Le riflession di Maura Manca, psicologa clinica e psicoterapeuta sul fenomeno dei bulli contro i professori.
Le ultime cronache hanno messo in luce un problema che si protrae da tempo, quello dei bulli che, in classe, aggrediscono verbalmente e fisicamente i docenti.
Di recente, per esempio, vi abbiamo parlato di Franca di Blasio, una professoressa accoltellata al volto da un suo alunno.
Il suo, ovviamente, non è il solo caso in cui un ragazzo è arrivato alle mani, o peggio, con un professore.
La psicologa Maura Manca, lavora ormai da tempo con il corpo docenti proprio su questi temi e la sua testimonianza e le sue osservazioni possono aiutarci a comprendere il fenomeno a sangue freddo, mettendo da parte velleità giustizialiste che sorgono vedendo determinate immagini.
Innanzitutto bisogna sottolineare che la maggior parte delle persone non ha presente cosa accada davvero nelle classi.
Molti insegnanti si sentono sviliti nel loro ruolo, sminuiti nella loro professione perché al giorno d’oggi questa è diventata molto difficile.

**COMPITI:**
1. Secondo il testo sul bullismo contro i docenti, che cosa è accaduto alla professoressa Franca di Blasio?
2. Prosegui, per favore, il testo sul bullismo contro i docenti dopo la sua ultima frase.

**DATI:**
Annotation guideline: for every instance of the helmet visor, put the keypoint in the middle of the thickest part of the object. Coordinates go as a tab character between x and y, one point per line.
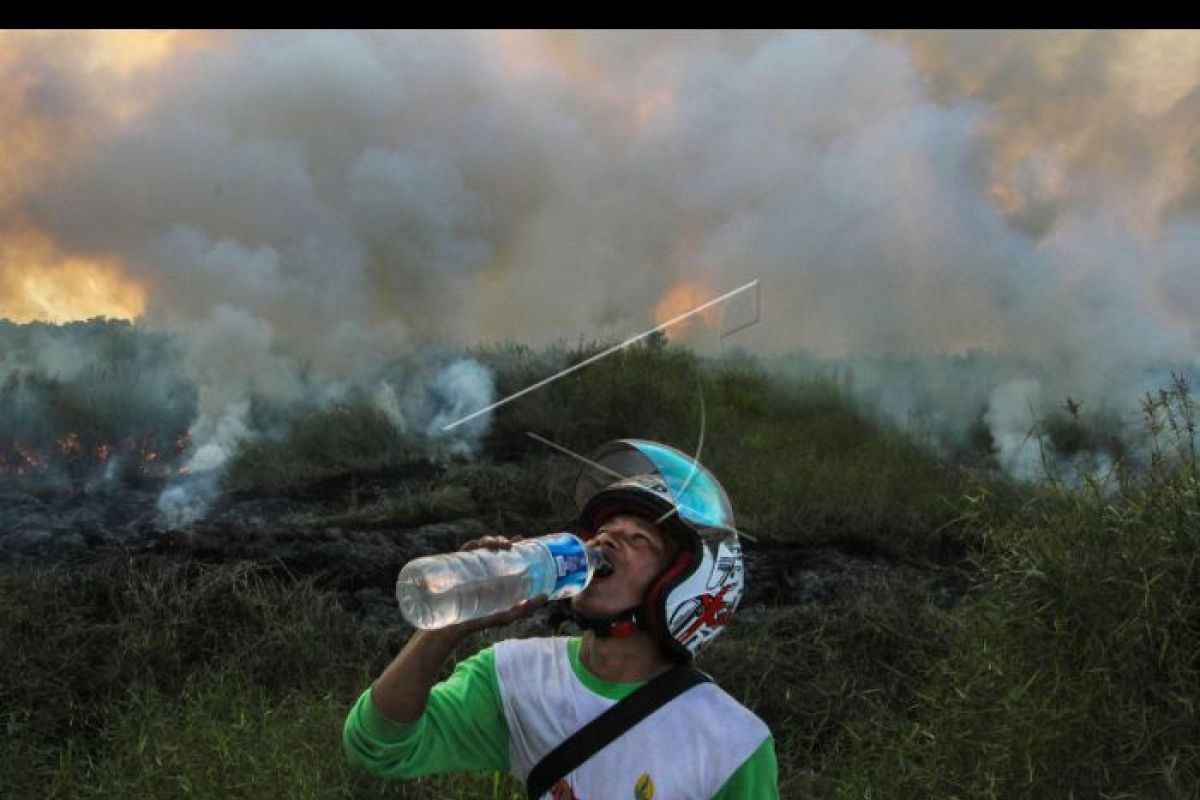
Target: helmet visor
697	495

**RISPOSTE AI COMPITI:**
1. È stata accoltellata al volto da un suo alunno.

2.
I professori ricevono molte pressioni da un sistema che non li agevola nello svolgere il loro lavoro.
Inoltre, molti ritengono che inasprendo le sanzioni contro questi bulli si potrebbe risolvere il problema, ma non è così.
La psicologa Manca afferma convinta che il fenomeno è complesso.
Un adolescente che si comporta con arroganza e prepotenza con un insegnante non riconosce assolutamente il ruolo di chi ha davanti e la sua autorità, che non riconosce un contesto con delle regole, a cui evidentemente non è abituato.
Quindi eliminare dalla scuola questo ragazzo e affidarlo interamente a una famiglia che palesemente non è in grado di gestirlo significa abbandonarlo, metterlo letteralmente in mezzo a una strada.
Nessun vero insegnante vorrebbe questo per un suo alunno, nemmeno per il peggiore.
La psicologa aggiunge che purtroppo, i docenti, in questa lotta, sono soli.
I professori dovrebbero gestire singolarmente i problemi dei propri studenti con piani individualizzati, formativi e pedagogici, ma non ne hanno le competenze nè la possibilità.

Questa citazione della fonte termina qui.